(ENTRIES SHOWN)
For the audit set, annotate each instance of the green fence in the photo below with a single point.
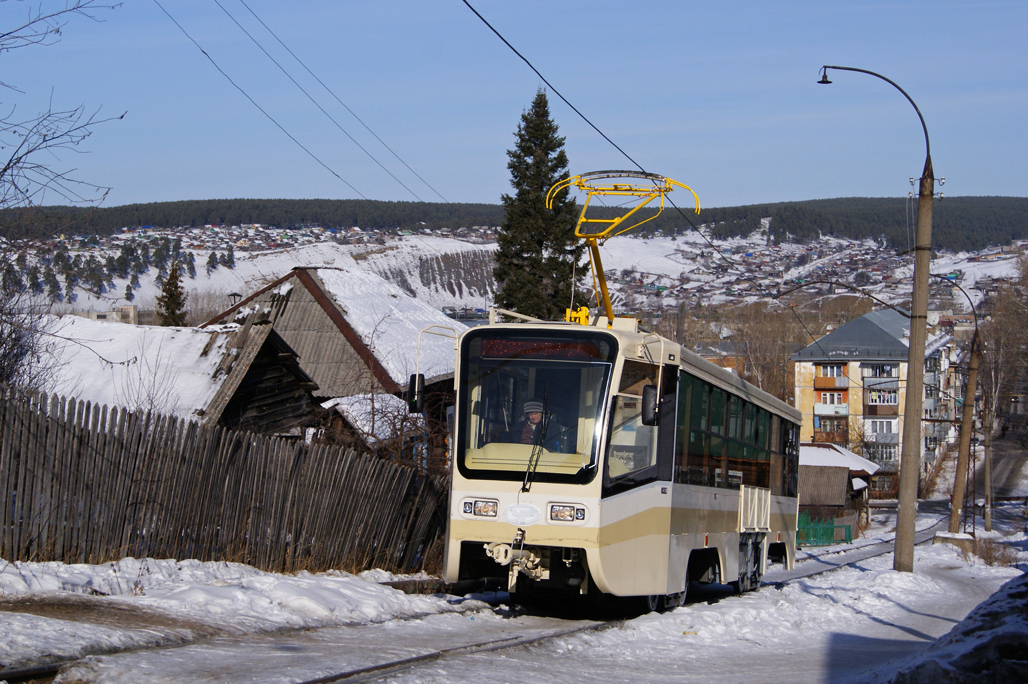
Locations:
(821, 533)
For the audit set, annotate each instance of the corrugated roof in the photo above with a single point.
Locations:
(880, 335)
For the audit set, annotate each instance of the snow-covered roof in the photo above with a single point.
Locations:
(167, 369)
(833, 456)
(390, 321)
(880, 335)
(377, 417)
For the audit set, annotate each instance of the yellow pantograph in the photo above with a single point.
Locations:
(645, 187)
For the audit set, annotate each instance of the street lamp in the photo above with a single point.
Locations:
(910, 461)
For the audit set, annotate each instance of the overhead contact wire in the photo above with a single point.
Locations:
(254, 102)
(343, 104)
(731, 263)
(313, 101)
(551, 86)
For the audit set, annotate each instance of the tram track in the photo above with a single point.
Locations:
(387, 665)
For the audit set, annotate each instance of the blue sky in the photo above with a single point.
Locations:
(719, 96)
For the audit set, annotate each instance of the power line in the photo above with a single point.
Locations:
(721, 254)
(332, 93)
(551, 86)
(254, 103)
(313, 101)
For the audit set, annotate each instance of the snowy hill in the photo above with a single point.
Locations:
(645, 273)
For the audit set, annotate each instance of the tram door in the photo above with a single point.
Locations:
(636, 493)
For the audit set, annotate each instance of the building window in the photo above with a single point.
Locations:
(832, 425)
(883, 397)
(881, 427)
(881, 453)
(879, 370)
(832, 370)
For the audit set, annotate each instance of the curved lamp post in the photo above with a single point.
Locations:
(910, 461)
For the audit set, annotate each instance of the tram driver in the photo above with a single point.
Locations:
(557, 437)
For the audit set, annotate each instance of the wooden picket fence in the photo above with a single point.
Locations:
(87, 483)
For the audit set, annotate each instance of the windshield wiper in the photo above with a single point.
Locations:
(537, 449)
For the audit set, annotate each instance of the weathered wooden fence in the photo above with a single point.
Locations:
(85, 483)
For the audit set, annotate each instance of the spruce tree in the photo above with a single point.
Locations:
(538, 253)
(172, 300)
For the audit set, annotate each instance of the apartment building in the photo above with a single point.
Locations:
(851, 388)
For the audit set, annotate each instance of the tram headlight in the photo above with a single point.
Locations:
(562, 512)
(486, 508)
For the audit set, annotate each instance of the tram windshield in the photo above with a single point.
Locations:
(521, 390)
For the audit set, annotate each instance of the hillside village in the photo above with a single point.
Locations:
(691, 270)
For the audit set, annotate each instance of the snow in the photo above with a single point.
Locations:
(391, 323)
(167, 369)
(377, 417)
(834, 456)
(857, 623)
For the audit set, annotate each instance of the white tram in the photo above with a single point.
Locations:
(650, 467)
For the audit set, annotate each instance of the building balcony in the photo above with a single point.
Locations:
(831, 437)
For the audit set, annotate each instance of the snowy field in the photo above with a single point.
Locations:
(407, 260)
(857, 623)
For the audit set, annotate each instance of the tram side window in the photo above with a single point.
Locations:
(632, 445)
(723, 440)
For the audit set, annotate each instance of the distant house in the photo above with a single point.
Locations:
(354, 331)
(244, 377)
(834, 483)
(850, 386)
(359, 335)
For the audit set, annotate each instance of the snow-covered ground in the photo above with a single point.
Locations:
(857, 623)
(449, 273)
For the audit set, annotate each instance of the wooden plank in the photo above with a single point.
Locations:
(8, 473)
(49, 494)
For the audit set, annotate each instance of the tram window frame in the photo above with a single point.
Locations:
(719, 404)
(635, 374)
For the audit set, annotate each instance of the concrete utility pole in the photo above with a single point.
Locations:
(966, 430)
(987, 428)
(910, 460)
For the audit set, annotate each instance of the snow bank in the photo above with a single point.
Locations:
(52, 610)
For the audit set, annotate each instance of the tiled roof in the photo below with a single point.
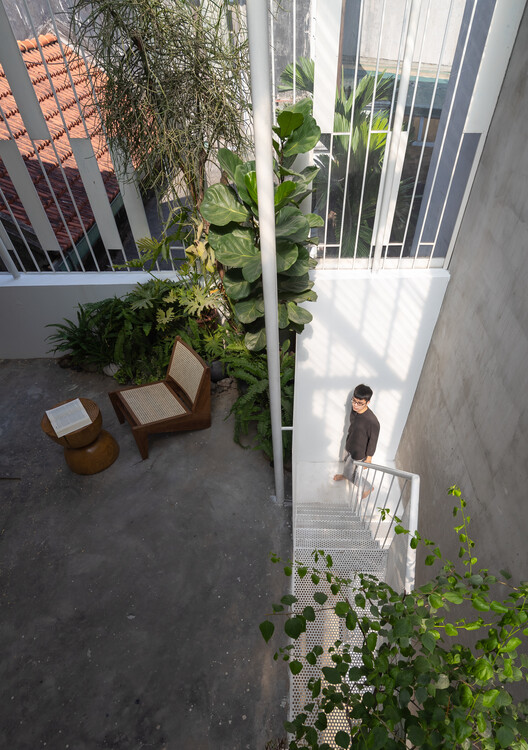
(End ENTRIES SHOWN)
◆ YOUR INSTRUCTIONS
The preceding entries are to be returned verbatim, with every picture excluded.

◆ RESPONSE TO THE EXERCISE
For the audit set, annotate each instance of the green fence in the photo below with a single point.
Locations:
(821, 533)
For the audit set, annotate each instance of the corrugated roof in the photo above with a single point.
Locations:
(880, 335)
For the audit set, annotate each instance of the snow-covered roof in the photo above with a single point.
Locations:
(167, 369)
(833, 456)
(390, 321)
(880, 335)
(377, 417)
For the audit set, annotate each instance of the yellow pantograph in the photo above with a single point.
Locations:
(645, 187)
For the audit set, annotate each instance of the street lamp in the photo above with a single point.
Locations:
(910, 461)
For the audit set, annotate each instance of the overhead contact wire in the photo above with a single point.
Locations:
(254, 102)
(343, 104)
(731, 263)
(313, 101)
(551, 86)
For the audit set, annotate each instance of the tram track in the photo above with a single point.
Locations:
(387, 665)
For the audit set, annotate each instance of the blue sky in the photo above with a single point.
Locations:
(719, 96)
For the audit set, annotate each instance of the power line in the photo above with a single point.
Locations:
(721, 254)
(332, 93)
(551, 86)
(254, 103)
(313, 101)
For the audit set, annotate each instance of the snowy hill in the photo above with a single point.
Locations:
(645, 273)
For the audit set, annotate each instance of the tram door in the photo above with a single point.
Locations:
(636, 493)
For the audit set, annotate each instance of the building window in the photo above with a single point.
Locations:
(832, 425)
(883, 397)
(881, 427)
(881, 453)
(879, 370)
(832, 370)
For the audit set, annotate each instance of the curved lamp post in the photo above with a single point.
Locations:
(910, 461)
For the audit set, annotate each instance of the tram driver in the photo above with a single point.
Locations:
(557, 437)
For the audit set, annotate each instance of the wooden picket fence in the photo above with a single point.
Locations:
(87, 483)
For the audit set, annotate each instance of the windshield wiper in the photo above with a single point.
Locations:
(537, 449)
For the audit set, annotate each instance of the weathered wooden fence in the photo above with a single point.
Locations:
(85, 483)
For the audit set, annotate each instance of the spruce tree in the photo above with a single point.
Locations:
(538, 253)
(172, 300)
For the audit set, annotate each instance of the apartment building in the photo above with a single point.
Locations:
(851, 388)
For the audit set, annotate each instance of the tram headlight in the photo above with a single point.
Locations:
(562, 512)
(486, 508)
For the audit set, annotate each instance of the tram windshield in the photo above with a single point.
Locations:
(521, 390)
For the audit set, annotate each instance of the hillside village in the photo above with a single point.
Locations:
(691, 270)
For the audit set, annotate each instance of the snow in the photo above with a single point.
Locations:
(391, 323)
(167, 369)
(377, 417)
(834, 456)
(857, 623)
For the audit set, annotate each instance of the white tram in the photo above with a single point.
Locations:
(650, 467)
For the audit set, annotate each instance of the building balcony in the photo above with a single point.
Locations:
(831, 437)
For the audit set, annotate each instance of the snowy field in the photo above with a single point.
Locations:
(407, 260)
(857, 623)
For the audit set, annotate each instance of the tram side window in the photo above with a single point.
Locations:
(632, 445)
(723, 440)
For the audit set, annotate each instance of the distant house in the photo above with a single point.
Locations:
(354, 331)
(244, 377)
(834, 483)
(850, 386)
(359, 335)
For the audit set, annotate each instance of the snow-covered ground in the photo above with a single point.
Locations:
(857, 623)
(449, 273)
For the audit set, annotate each instance of the wooden plank in the photo above with a single point.
Locations:
(8, 473)
(49, 494)
For the audit set, annotate each instance of the tram window frame in the photo above with a single point.
Locations:
(719, 404)
(635, 374)
For the audit set, annotate each instance of the concrete utility pole in the photo above with a single point.
Locations:
(966, 430)
(987, 428)
(910, 460)
For the audit set, annotate each instance of the snow bank in the photo above with a single point.
Locations:
(52, 610)
For the audit set, annotate each instance of the tiled roof in the photo below with a single point.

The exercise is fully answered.